### Task to complete
Rewrite every one of the entries below with "one pin" replaced by "a single pin", keeping everything else the same.

Stored dataset items

[Start]

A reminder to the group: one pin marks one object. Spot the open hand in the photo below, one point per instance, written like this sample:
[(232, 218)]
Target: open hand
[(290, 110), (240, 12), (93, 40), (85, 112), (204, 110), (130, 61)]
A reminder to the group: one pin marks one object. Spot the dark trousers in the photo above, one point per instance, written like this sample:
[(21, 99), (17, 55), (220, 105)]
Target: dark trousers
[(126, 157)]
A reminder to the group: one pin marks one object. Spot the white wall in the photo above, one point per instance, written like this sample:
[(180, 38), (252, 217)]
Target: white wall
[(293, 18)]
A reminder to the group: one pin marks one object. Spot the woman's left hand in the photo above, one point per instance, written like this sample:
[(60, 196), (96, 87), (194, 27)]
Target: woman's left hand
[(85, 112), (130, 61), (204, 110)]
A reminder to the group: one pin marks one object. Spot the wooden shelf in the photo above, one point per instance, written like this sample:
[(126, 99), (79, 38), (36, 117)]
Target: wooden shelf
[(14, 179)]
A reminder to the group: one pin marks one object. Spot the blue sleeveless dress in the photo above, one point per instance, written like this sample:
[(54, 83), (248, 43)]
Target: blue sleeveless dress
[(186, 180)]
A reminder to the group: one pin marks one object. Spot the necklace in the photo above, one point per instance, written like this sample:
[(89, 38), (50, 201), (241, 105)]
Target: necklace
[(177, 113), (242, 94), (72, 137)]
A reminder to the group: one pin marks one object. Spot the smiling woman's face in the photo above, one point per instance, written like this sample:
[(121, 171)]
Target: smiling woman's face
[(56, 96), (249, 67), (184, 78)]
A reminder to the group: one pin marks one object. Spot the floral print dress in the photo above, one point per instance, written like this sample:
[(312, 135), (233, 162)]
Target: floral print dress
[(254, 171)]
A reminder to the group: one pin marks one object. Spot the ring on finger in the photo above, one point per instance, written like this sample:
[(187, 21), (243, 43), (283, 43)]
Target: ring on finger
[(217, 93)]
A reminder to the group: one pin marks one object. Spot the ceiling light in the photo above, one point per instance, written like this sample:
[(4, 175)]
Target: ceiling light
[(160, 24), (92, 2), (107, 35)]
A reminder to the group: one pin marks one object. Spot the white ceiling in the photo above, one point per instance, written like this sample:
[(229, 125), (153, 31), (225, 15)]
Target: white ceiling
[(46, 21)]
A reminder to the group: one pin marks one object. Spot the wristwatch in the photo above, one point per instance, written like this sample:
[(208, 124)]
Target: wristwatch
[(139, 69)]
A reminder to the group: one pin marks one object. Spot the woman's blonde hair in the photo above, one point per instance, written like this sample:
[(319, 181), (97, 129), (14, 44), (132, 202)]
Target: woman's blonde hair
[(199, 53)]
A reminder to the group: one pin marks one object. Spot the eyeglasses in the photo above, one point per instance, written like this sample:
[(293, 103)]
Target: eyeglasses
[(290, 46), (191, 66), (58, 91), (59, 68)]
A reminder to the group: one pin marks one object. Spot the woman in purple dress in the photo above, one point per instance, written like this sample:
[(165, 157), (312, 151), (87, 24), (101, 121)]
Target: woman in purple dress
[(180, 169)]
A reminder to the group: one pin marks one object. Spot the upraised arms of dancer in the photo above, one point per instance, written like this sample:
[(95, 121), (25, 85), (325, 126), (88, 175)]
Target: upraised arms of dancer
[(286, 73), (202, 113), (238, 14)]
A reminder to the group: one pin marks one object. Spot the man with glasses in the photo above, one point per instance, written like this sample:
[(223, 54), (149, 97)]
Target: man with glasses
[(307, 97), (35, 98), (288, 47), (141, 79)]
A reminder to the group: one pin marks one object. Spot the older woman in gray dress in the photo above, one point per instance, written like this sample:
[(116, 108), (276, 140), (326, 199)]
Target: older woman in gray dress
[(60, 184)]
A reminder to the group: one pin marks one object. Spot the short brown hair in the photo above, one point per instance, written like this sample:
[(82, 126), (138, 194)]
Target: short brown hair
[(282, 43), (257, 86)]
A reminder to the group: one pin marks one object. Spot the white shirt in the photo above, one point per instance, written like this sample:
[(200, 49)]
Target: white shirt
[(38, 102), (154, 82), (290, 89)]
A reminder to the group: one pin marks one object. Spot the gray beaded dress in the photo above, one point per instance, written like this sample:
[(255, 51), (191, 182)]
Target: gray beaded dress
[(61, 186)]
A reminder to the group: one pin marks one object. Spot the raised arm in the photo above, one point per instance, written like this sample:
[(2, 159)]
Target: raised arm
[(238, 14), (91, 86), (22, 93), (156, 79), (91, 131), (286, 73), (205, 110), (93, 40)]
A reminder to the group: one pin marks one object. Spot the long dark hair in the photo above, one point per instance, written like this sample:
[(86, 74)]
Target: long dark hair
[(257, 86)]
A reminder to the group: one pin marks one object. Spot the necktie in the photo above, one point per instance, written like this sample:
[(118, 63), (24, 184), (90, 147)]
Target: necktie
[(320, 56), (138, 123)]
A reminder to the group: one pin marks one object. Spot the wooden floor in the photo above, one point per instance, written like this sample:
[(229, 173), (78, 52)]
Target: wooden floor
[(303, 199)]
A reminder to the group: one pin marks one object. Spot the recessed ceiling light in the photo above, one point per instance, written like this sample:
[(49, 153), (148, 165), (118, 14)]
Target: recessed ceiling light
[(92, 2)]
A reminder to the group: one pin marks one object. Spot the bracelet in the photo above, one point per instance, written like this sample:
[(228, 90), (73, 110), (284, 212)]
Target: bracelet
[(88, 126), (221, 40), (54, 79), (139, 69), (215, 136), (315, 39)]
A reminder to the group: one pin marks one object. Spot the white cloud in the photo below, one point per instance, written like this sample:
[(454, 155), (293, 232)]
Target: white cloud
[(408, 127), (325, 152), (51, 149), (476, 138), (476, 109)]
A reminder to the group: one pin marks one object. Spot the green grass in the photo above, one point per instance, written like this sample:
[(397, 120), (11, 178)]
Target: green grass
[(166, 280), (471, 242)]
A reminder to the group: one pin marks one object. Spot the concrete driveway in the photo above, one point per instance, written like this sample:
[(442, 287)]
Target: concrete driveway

[End]

### Finished task
A reminder to the group: a single pin marks one object. Spot the open hand in the photo below, one point per instance, written like this sample:
[(232, 218)]
Target: open hand
[(290, 110), (240, 12), (93, 40), (85, 112), (204, 110), (130, 61)]
A reminder to the group: a single pin marks one object. Spot the dark trousers in the photo above, one point per instance, written like this sample:
[(21, 99), (17, 55), (220, 105)]
Target: dark trousers
[(126, 157)]
A reminder to the group: a single pin marks one object. Spot the white wall in the photo above, one point per instance, written like this sample:
[(180, 38), (252, 217)]
Target: white wall
[(293, 18)]
A reminder to the group: a single pin marks one object. Spot the woman's left hand in the photo above, one point per instance, written like this sample:
[(60, 196), (96, 87), (194, 27)]
Target: woman's left hand
[(85, 112), (130, 61), (204, 110)]
A reminder to the group: a single pin marks one object. Spot the wooden shelf in the photo above, one point per instance, written like this sample:
[(126, 99), (79, 38), (36, 117)]
Target: wooden shelf
[(14, 179)]
A reminder to the group: a single pin marks one object. Spot the blue sleeveless dress in the photo above, one point per instance, written like this sample:
[(54, 83), (248, 43)]
Target: blue sleeveless dress
[(186, 180)]
A reminder to the group: a single pin marks one object. Spot the necklace in the photo above, one point per instance, written like this sample:
[(89, 38), (50, 201), (241, 105)]
Target: necklace
[(177, 113), (242, 94), (72, 137)]
A reminder to the group: a single pin marks one object. Spot the smiling woman's face in the photo above, one point per instance, written like this sample:
[(121, 171)]
Target: smiling woman's face
[(56, 96), (249, 67), (184, 78)]
A reminder to the group: a single pin marks one object. Spot the floral print dress in the photo above, one point per instance, written like this sample:
[(312, 135), (233, 162)]
Target: floral print dress
[(254, 171)]
A reminder to the group: a single pin marks one object. Spot the ring on finger in the photo above, one point per instance, written like this sample:
[(187, 21), (243, 43), (283, 43)]
Target: ring on finger
[(217, 93)]
A reminder to the group: a single pin marks one object. Spot the ceiling light in the photo above, one point per instance, written like this sample:
[(4, 175)]
Target: ceiling light
[(160, 24), (92, 2), (107, 35)]
A reminder to the group: a single pin marks one object. Spot the white ceiling in the photo above, one point per instance, written like this sample:
[(229, 125), (153, 31), (225, 15)]
Target: white ceiling
[(46, 21)]
A reminder to the group: a single pin marks one object. Spot the wristwatch in the photo above, one point per instance, written like this sample:
[(208, 124)]
Target: wristwatch
[(139, 69)]
A reminder to the group: a single pin marks one object. Spot the woman's blonde hair in the photo above, one point per instance, written like this sample:
[(319, 181), (97, 129), (14, 44), (132, 202)]
Target: woman's blonde hair
[(199, 53)]
A reminder to the group: a single pin marks one object. Spot the eyeglasses in the photo above, one point per instance, written like this sample:
[(293, 103)]
Target: eyeglasses
[(290, 46), (191, 66), (58, 91), (59, 68)]
A reminder to the group: a single pin marks one object. Spot the woman in purple dress in the photo above, one point per instance, written like this sample:
[(165, 157), (312, 151), (87, 24), (101, 121)]
Target: woman in purple dress
[(180, 169)]
A reminder to the group: a single pin marks one object. Spot the upraised arms of dancer in the photo above, one point per instance, written like this sample:
[(95, 121), (25, 85), (325, 126), (88, 175)]
Target: upraised arms of dancer
[(286, 73), (202, 113), (238, 14)]
A reminder to the group: a single pin marks one object. Spot the man with glasses in the photo above, one point per instance, written like this sample:
[(223, 54), (149, 97)]
Target: man with glasses
[(307, 97), (35, 98), (288, 47), (141, 79)]
A reminder to the group: a single pin marks one object. Spot the older woman in gray dress in the photo above, one point per instance, written like this sample:
[(116, 108), (276, 140), (326, 199)]
Target: older woman in gray dress
[(60, 184)]
A reminder to the group: a single pin marks one object. Spot the short brown hair in the photo above, one point per instance, written like this sample:
[(82, 126), (138, 194)]
Target: short brown hair
[(282, 43), (257, 86)]
A reminder to the group: a single pin marks one object. Spot the white shirt in the photo above, one point per instance, written like this sample:
[(200, 49)]
Target: white shirt
[(38, 102), (154, 82), (290, 89)]
A reminder to the group: a single pin marks one object. Spot the gray beaded dress in the photo above, one point per instance, written like this sample:
[(255, 51), (191, 182)]
Target: gray beaded dress
[(61, 186)]
A reminder to the group: a single pin marks one object. Spot the raised arm in the photo above, one point per instance, written like this sample:
[(2, 159)]
Target: raised arm
[(238, 14), (91, 86), (22, 93), (156, 79), (91, 131), (286, 73), (205, 110), (93, 40)]
A reminder to the group: a single pin marks one object. Spot the long dark hair in the photo above, one point per instance, written like this sample:
[(86, 74)]
Target: long dark hair
[(257, 86)]
A reminder to the group: a single pin marks one object. Spot the necktie in the photo above, one point per instance, written like this sample:
[(118, 63), (24, 184), (90, 147)]
Target: necktie
[(320, 56), (138, 123)]
A reminder to the group: a single pin marks one object. Spot the wooden floor in the photo above, one point per instance, written like this sample:
[(229, 173), (78, 52)]
Target: wooden floor
[(303, 199)]
A reminder to the group: a single pin marks one object. Spot the recessed ceiling light in the photo above, one point per instance, written like this sample:
[(49, 153), (148, 165), (118, 14)]
Target: recessed ceiling light
[(92, 2)]
A reminder to the group: a single pin marks one object. Spot the bracelet in the photo above, one point per instance, written like this sample:
[(228, 90), (73, 110), (284, 212)]
Target: bracelet
[(88, 126), (221, 40), (54, 79), (139, 69), (215, 136), (315, 39)]
A reminder to the group: a single pin marks one object. Spot the white cloud in the photo below, one point per instance, written like this sample:
[(454, 155), (293, 232)]
Target: white cloud
[(408, 127), (325, 152), (51, 149), (476, 138), (476, 109)]
A reminder to the group: a single pin marks one object. Spot the green grass in the photo above, one point per instance, written like this sample:
[(397, 120), (11, 178)]
Target: green grass
[(166, 280), (471, 242)]
A reminder to the group: a single pin marks one object. Spot the concrete driveway in the photo above, one point per instance, written like this sample:
[(442, 287)]
Target: concrete driveway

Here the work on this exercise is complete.